STATED EXERCISE 1: Rescale the listing from its first line through the line containing "[(119, 85), (366, 89)]", both ends included. Repeat every line, requests too, and multiply each coordinate in the answers by 2.25, rounding to whole numbers with halves rounded up.

There's a set of N machines, arbitrarily connected together. The rule, as
stated by TimBL, is to use no more than root-N storange at any node.
Each machine has an address A, chosen from a fixed set (0..maxIP), and an
identity string I.
The solution is a pseudorandom 'coloring' function that can hash an I into
one of K colors. The set of k-colored machines is randomly distributed about
the network. Each machine n, though, can discover via gossip the 'nearest'
machine of each of the other K-1 colors. Similarly, the machine n can find the
nearest other machine of color-k and join a gossip-tree for keeping complete
information on the machines of that color.
Then, to resolve an I' -> A, talk to any machine of the color hash(I'). It
could be the nearest, which you know, or a random machine, which distributes
the load in case of failure.
Scaling N. This is one of the biggest objections: if you have a thousand
colors in the world, but another 100k machines join the network, how can we
'renumber' the color partitions? One is to assume that local-node storage
increases with Moore's Law, and 1000 colors is good for all time. The problem
is that Moore's Law is a statistical property, not an invariable expansion of
every node.

STATED EXERCISE 2: In the passage on resolving identities across machines, list each capital letter used as a symbol, with what it stands for.

INPUT RECORDS:
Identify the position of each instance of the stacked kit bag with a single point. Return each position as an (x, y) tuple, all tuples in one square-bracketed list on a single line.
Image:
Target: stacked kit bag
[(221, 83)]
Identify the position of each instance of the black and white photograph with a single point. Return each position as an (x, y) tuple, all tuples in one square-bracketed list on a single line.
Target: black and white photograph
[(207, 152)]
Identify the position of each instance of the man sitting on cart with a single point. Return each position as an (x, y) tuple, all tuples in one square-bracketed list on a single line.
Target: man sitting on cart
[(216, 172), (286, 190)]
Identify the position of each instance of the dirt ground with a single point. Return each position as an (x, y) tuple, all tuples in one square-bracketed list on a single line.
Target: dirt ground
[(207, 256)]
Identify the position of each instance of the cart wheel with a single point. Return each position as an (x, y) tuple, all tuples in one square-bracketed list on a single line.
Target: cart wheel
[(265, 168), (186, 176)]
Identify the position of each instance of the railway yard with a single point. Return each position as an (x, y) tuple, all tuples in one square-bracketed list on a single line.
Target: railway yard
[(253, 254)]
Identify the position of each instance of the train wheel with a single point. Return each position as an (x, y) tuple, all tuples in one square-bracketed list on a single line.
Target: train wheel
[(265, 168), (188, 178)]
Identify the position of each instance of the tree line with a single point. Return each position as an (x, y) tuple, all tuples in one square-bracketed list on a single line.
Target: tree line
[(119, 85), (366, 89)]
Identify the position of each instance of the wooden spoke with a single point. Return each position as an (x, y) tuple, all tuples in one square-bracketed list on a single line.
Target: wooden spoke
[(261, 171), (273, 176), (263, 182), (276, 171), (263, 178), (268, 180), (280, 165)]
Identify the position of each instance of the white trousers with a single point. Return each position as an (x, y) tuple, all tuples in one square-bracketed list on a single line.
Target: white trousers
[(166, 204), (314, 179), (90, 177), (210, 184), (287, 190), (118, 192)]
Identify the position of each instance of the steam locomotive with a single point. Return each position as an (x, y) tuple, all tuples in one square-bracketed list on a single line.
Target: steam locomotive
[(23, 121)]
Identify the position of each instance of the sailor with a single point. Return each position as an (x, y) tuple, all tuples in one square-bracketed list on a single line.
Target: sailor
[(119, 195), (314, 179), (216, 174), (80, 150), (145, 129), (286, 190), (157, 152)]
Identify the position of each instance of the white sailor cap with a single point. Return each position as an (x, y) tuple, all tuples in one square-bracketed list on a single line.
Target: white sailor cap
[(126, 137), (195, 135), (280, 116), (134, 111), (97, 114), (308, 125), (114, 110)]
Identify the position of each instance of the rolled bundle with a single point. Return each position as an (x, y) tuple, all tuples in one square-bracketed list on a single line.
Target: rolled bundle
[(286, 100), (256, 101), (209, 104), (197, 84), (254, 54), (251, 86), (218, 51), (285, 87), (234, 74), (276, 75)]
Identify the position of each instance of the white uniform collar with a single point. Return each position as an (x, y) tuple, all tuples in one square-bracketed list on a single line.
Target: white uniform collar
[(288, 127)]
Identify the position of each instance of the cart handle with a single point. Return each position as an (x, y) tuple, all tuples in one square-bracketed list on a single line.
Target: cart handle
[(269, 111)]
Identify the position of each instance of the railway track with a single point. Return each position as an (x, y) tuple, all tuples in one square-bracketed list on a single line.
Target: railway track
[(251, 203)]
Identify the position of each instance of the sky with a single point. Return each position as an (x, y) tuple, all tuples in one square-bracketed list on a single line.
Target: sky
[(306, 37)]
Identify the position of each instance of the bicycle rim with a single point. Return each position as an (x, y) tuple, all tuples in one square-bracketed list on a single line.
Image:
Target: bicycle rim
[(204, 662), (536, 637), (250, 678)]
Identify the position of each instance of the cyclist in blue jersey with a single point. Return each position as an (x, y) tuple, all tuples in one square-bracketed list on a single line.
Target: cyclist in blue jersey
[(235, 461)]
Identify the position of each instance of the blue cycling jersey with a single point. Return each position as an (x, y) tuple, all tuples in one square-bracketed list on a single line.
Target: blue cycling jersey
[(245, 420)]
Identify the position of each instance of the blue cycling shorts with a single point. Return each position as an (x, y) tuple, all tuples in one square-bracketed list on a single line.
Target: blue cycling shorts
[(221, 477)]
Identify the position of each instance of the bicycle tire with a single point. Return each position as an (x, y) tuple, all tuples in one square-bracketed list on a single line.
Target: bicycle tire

EXERCISE SOLUTION 1:
Identify the position of each instance of the stacked kit bag with a single point. Return each position as an (x, y) tuple, all tuples in one square-bracketed list on a single line.
Image:
Target: stacked kit bag
[(497, 187)]
Identify the position of each instance of the black and white photograph with a single point. Return each position as an (x, y) tuple, all tuples in one square-bracketed list on a single line.
Target: black and white photograph
[(466, 342)]
Identify the position of each instance of the man sitting on cart with a single point. Return each position as an (x, y) tuple, all tuples in one square-bracketed list on a single line.
Target: man sitting on cart
[(486, 387), (644, 428)]
Identify the position of each instance of the dirt ground with a single point. Return each position as an (x, y) tuple, all tuples in one square-bracketed list on a single line.
Target: dirt ground
[(466, 576)]
Identify the position of each instance of the cart wheel with a single point. Return each position as an (x, y) tuple, all tuples in one square-bracketed list on a single line.
Target: cart wheel
[(596, 378), (419, 396)]
Identify the position of each instance of the railway yard with a single point. Return each position as an (x, y) tuple, all tuples in one square-bracketed list on a single line.
Target: railway yard
[(569, 572)]
Identify the position of each instance of the train wheel with a single point. Return each position as an (x, y) tuple, all tuples in one square-bracketed list on a single line.
Target: train wheel
[(596, 378), (423, 401)]
Identify the position of each instance of the tree line with a single point. Return each position as an (x, y) tuple, all tuples in one square-bracketed list on a single line.
Target: tree line
[(268, 191), (824, 200)]

EXERCISE SOLUTION 2:
N: the number of machines in the set
A: a machine's address, chosen from a fixed set (0..maxIP)
I: a machine's identity string
K: the number of colors the coloring function can hash an I into